━━ EXCERPTED RECORDS ━━
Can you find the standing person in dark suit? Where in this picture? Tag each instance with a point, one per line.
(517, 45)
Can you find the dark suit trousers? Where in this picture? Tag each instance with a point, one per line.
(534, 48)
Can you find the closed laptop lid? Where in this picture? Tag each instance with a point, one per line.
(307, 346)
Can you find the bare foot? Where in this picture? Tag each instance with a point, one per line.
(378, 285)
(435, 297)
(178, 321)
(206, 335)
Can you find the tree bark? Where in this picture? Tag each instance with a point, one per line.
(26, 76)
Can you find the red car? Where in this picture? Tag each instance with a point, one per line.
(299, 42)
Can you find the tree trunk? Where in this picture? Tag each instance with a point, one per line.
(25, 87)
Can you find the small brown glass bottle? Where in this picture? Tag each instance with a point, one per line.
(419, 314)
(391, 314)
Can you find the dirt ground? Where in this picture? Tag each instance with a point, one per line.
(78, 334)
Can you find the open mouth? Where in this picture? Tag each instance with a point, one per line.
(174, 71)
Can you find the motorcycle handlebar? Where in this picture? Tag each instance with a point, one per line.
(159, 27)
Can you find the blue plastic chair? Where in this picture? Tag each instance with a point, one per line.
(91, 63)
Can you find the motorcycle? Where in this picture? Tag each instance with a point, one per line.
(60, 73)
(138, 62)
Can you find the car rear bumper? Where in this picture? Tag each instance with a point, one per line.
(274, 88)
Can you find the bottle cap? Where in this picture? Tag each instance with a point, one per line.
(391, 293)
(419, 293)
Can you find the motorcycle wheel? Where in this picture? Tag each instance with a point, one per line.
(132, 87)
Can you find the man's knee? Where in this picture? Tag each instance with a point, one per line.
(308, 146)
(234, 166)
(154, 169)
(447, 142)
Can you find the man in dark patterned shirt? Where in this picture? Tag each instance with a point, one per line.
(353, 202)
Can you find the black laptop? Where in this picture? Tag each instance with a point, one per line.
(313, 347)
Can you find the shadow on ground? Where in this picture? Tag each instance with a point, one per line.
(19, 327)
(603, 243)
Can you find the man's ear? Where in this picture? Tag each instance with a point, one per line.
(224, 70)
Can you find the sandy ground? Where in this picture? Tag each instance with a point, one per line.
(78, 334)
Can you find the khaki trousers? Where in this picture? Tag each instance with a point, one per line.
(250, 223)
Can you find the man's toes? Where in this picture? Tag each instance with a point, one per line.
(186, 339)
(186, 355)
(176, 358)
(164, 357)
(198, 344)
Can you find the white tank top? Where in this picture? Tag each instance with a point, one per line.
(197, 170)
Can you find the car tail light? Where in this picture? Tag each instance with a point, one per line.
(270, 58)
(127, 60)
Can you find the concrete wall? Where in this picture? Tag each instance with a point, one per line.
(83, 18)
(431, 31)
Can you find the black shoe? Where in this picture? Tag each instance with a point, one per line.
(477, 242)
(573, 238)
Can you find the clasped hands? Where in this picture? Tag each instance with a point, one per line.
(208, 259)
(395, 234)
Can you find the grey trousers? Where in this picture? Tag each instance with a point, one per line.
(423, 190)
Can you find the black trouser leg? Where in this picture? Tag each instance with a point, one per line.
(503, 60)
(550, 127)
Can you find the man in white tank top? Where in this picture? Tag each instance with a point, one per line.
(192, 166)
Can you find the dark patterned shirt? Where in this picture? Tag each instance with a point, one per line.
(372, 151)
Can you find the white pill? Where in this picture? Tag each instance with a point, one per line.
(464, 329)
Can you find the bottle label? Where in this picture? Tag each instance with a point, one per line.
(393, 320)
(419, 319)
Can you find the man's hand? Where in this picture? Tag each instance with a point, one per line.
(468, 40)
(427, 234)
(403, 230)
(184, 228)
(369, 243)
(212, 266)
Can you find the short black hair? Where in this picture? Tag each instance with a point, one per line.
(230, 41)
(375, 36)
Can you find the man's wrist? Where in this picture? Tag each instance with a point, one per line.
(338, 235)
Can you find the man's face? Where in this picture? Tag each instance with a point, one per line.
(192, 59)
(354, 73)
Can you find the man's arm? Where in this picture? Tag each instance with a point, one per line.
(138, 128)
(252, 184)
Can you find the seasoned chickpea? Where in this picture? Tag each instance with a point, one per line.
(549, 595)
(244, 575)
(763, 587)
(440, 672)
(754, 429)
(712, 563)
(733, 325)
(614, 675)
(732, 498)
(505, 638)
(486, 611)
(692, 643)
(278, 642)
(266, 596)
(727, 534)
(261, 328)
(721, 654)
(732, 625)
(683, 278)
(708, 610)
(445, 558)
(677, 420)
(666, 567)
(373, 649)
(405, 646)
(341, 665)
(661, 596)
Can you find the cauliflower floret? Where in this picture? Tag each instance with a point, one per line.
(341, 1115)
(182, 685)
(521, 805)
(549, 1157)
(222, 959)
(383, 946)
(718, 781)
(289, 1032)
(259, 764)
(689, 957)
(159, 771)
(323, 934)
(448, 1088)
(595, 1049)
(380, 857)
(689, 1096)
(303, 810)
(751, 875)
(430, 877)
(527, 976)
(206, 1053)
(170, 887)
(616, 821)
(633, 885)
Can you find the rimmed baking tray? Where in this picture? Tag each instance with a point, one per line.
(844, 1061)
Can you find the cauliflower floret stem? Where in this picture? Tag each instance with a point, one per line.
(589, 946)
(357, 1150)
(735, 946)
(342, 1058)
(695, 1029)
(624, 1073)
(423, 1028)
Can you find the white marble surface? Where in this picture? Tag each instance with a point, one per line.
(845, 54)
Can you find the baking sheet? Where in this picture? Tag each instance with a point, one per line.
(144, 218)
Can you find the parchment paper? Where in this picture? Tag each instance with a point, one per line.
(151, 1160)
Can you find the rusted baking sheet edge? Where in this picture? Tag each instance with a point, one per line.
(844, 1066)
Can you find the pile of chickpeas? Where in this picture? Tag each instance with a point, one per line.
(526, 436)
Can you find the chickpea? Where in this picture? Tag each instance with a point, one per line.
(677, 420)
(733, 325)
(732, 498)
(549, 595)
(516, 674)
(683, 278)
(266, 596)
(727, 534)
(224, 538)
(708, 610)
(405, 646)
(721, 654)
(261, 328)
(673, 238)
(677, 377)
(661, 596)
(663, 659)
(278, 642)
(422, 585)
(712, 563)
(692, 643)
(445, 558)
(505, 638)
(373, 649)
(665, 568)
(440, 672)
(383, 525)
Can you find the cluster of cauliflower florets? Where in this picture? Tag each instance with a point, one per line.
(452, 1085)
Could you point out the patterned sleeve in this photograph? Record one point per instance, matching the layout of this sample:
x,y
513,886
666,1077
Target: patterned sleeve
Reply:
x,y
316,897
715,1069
━━━
Retype all of the entries precisely as they are.

Can you find the standing person in dark suit? Where in this picture? Tag each instance with a point, one per line.
(517, 45)
Can you find the dark suit trousers? Where in this picture? Tag each instance with a point, one per line.
(534, 48)
Can you find the closed laptop lid? Where in this picture? Tag each instance with a point, one per line.
(307, 346)
Can you find the bare foot? Where in this picture? Tag each instance with a point, one per line.
(378, 285)
(435, 297)
(178, 321)
(206, 335)
Can you find the tree bark? Where in this picture? Tag each instance with a point, one per line.
(26, 76)
Can you find the red car? Where in this picture? Tag each instance with a point, one per line.
(299, 42)
Can you find the tree trunk? Where in this picture? Tag each instance with a point, one per line.
(25, 87)
Can you find the small brown glass bottle? Where in this picture? Tag each instance with a point, one per line.
(419, 314)
(391, 314)
Can you find the dirt ground? Where in this picture? Tag each instance with a point, one per line.
(78, 334)
Can you find the open mouth? Where in this picture? Tag each instance with a point, one per line.
(174, 71)
Can you find the motorcycle handlebar? Where in this picture? Tag each instance with a point, one per line.
(159, 27)
Can you find the blue plastic chair? Where in this picture? Tag each instance with a point, one per line.
(91, 63)
Can you find the motorcycle? Where in this picture? Tag each instance with a point, one per line.
(60, 73)
(138, 62)
Can you find the car rear bumper? Where in this picture? Tag each instance with a point, one per line.
(274, 88)
Can you find the bottle cap? Where in this picture? Tag each instance with a point, one per line.
(391, 293)
(419, 293)
Can you find the motorcycle wheel? Where in this picture? Tag each instance with a point, one per line.
(132, 87)
Can you find the man's knee? Where in this picture? Tag each instance with a point, one per line.
(308, 146)
(234, 166)
(154, 169)
(447, 142)
Can you find the man in dark patterned shirt? Where in this picture? Tag each instance with a point, one per line.
(353, 202)
Can you find the black laptop? Where in this picture? Tag each instance with a point, one per line.
(313, 347)
Can you find the shadow on ground? Where in this picture? Tag each instance with a point, one per line.
(19, 327)
(603, 243)
Can you find the man's ear? Where in this picture? Tag each instance with a point, one per line.
(224, 70)
Can you find the sandy ground? Where in this picture? Tag each instance with a point, one per line.
(78, 334)
Can you find the khaki trousers? Where in this picture? Tag each instance with a point, one per line.
(250, 223)
Can you find the man's toes? Where in this picture? Tag each instance with a point, one per line.
(186, 339)
(186, 355)
(176, 358)
(164, 357)
(198, 344)
Can you find the white tank top? Where in this picture? Tag each instance with a point, one per line.
(197, 170)
Can you find the car tail light? Where in this picture? Tag each instance with a point, one per line.
(270, 58)
(127, 60)
Can you find the concrete wall? Where in this picture? Tag each instance with a point, one per line.
(83, 18)
(431, 31)
Can you find the black shoe? Where in this picture? Tag each instance with a point, one per line.
(477, 242)
(573, 238)
Can you find the clasped hands? Where in this picture? Tag each instance with a point, one per line.
(208, 259)
(395, 234)
Can you find the grey trousers? Where in this picture? Tag each instance with a point, one per line.
(423, 190)
Can you find the black trouser leg? Where in this picture? Tag each instance with a point, one per line.
(503, 60)
(550, 127)
Can you find the man in white tank top? Where in this picture? Tag each instance with a point, one per line.
(192, 166)
Can you find the dark patterned shirt? Where in this picture? Tag each instance with a point, one per line.
(372, 151)
Can you find the white pill? Where in this picture? Tag each instance with a point, one per line.
(464, 329)
Can you find the bottle label? Where in this picture? Tag each instance with a point, one per line.
(393, 320)
(419, 319)
Can you find the man's hand? Where in this picture? Tag each instance with a point, one per line.
(468, 40)
(427, 234)
(403, 230)
(184, 228)
(369, 243)
(212, 266)
Can you find the short black hair? Where in this picture? Tag each instance with a point, one per line.
(230, 41)
(375, 36)
Can you find the man's wrist? Where in this picture? Tag each instance with a point, one per line.
(338, 235)
Can you find the man's face? Where in this picture? Tag each instance with a point, one per line.
(192, 59)
(354, 73)
Can you find the man's arm? Where in this picture? Tag each instance with a point, one per line.
(138, 128)
(252, 184)
Can you find the seasoned chickpea? Where in this picture? Tag each instance with a point, one per line.
(549, 595)
(244, 575)
(763, 587)
(440, 672)
(754, 429)
(712, 563)
(733, 325)
(614, 675)
(732, 498)
(505, 638)
(486, 611)
(692, 643)
(278, 642)
(266, 596)
(727, 534)
(261, 328)
(721, 654)
(732, 625)
(683, 278)
(708, 610)
(445, 558)
(677, 420)
(666, 567)
(373, 649)
(405, 646)
(341, 665)
(661, 596)
Can you find the cauliflower floret? Where in this picture? Tag each instance with a point, one per line.
(341, 1115)
(182, 685)
(521, 805)
(549, 1157)
(222, 959)
(383, 946)
(718, 781)
(289, 1032)
(259, 764)
(689, 957)
(159, 771)
(323, 934)
(448, 1088)
(595, 1049)
(380, 857)
(689, 1096)
(303, 810)
(751, 875)
(430, 877)
(527, 976)
(206, 1053)
(170, 887)
(616, 821)
(633, 885)
Can you find the rimmed baking tray? Where in this picture? Tag each instance with a point, one per line.
(844, 1061)
Can you find the cauliflower floret stem? Where in this picture? Tag each instance with a point, one per line.
(589, 946)
(357, 1150)
(735, 946)
(342, 1058)
(695, 1029)
(624, 1073)
(423, 1028)
Can you find the white marble surface? Where in this picture? Tag each instance with a point, one per line.
(845, 54)
Can you find the baking sheet? Where in this picture? Tag each instance with a point, one per line.
(144, 218)
Can you find the parchment paper? Where in this picture? Tag each instance with a point, one per line.
(151, 1160)
Can you find the rusted baking sheet edge? Where in this picture? Tag each instance with a point, one per line.
(844, 1066)
Can you find the pile of chickpeas? Where in this picture? Tag each instance with a point, one per line.
(526, 436)
Can you find the chickpea? Where in this picture? Tag each instance with a point, one per line.
(677, 420)
(733, 325)
(732, 498)
(549, 595)
(516, 674)
(683, 278)
(266, 596)
(727, 534)
(224, 538)
(708, 610)
(405, 646)
(721, 654)
(261, 328)
(673, 238)
(677, 377)
(661, 596)
(663, 659)
(278, 642)
(422, 585)
(712, 563)
(692, 643)
(445, 558)
(505, 638)
(373, 649)
(665, 568)
(440, 672)
(383, 525)
Can you find the cluster of cauliflower florets? Where in this picture? Tag each instance with a point, one per line.
(452, 1085)
Could you point out the patterned sleeve in this photograph? Record one point per instance, matching the layout of this sample:
x,y
513,886
666,1077
Target: patterned sleeve
Reply:
x,y
316,897
715,1069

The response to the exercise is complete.